- Work instructions:
- a) In the column about the Falmouth underage drinking case, in what year was the writer involved in a similar situation after a Yarmouth High School prom?
- b) Write the next part of the column about the Falmouth underage drinking case, picking up after its last sentence.

## START Provided text

Were I a prudent man, I would probably let well-enough alone and not comment on the Falmouth High School underage drinking case. But I am not, so I will.

Back when news first broke that a party to celebrate a Falmouth baseball championship at the home of Paula and Barry Spencer had gotten out of hand and some students were found to have been drinking, I got the expected call from a reporter to ask what I thought about it. I tend to get trotted out every few years when there is an underage drinking incident in greater Portland because back in 1999, I was involved in a similar situation after a Yarmouth High School prom.

For anyone interested in the sordid details, I tell the whole story in one of the essays in “Backyard Maine,” but suffice it to say that the Yarmouth prom fiasco was front-page news for a week and brought John Stossel of “20/20” to town to interview me. I said back then, and I say now, that I would not advocate that anyone do what I did, but I did what I felt I had to do at the time to help keep kids safe on a very vulnerable evening.

## END Provided text
## START Data provided

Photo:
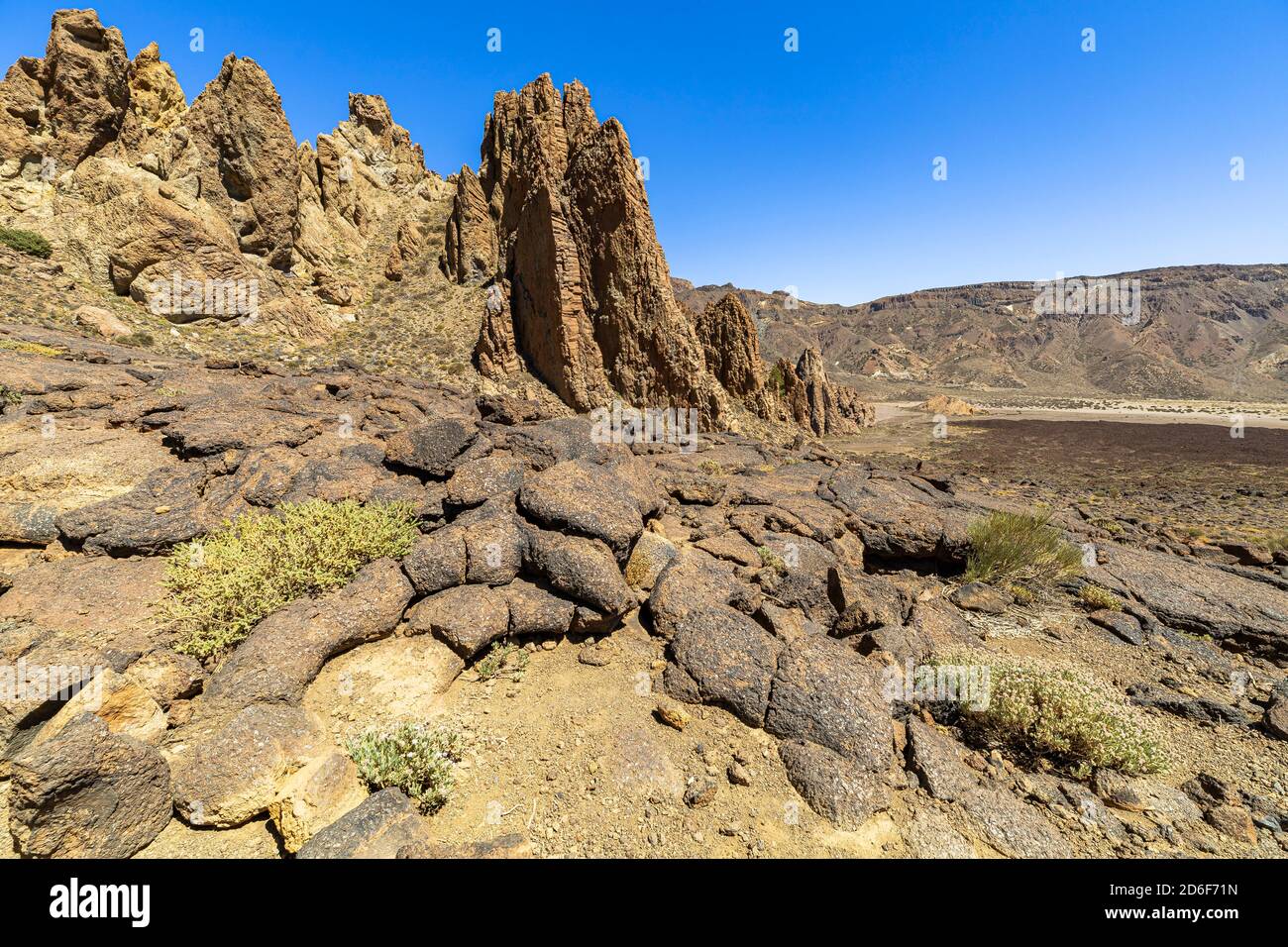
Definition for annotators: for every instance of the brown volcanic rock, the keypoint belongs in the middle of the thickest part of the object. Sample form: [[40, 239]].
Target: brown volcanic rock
[[730, 346], [559, 214], [72, 102], [241, 149], [158, 103], [818, 405]]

## END Data provided

- The responses:
- a) 1999

- b)
Another father and I stood guard outside a party at which 300-plus teenagers celebrated, let off steam and, yes, drank beer. Our all-night vigil earned us the designation “gatekeepers.” The fact that I was on the School Committee at the time only aggravated the situation.

It wasn’t my home, I did not supply alcohol, I did inform the police beforehand of what was going on, and, fortunately, no one got hurt. But I realized almost as soon as the party got going that it could have gotten wildly out of control very quickly. One of the reasons it didn’t, I like to think, is that the students respected us for trying to protect them.

In any event, when the reporter recently called to ask what I thought about the Spencers, I said I didn’t think anyone knew enough about the situation to judge whether they were guilty of anything or not. People were rushing to judgment.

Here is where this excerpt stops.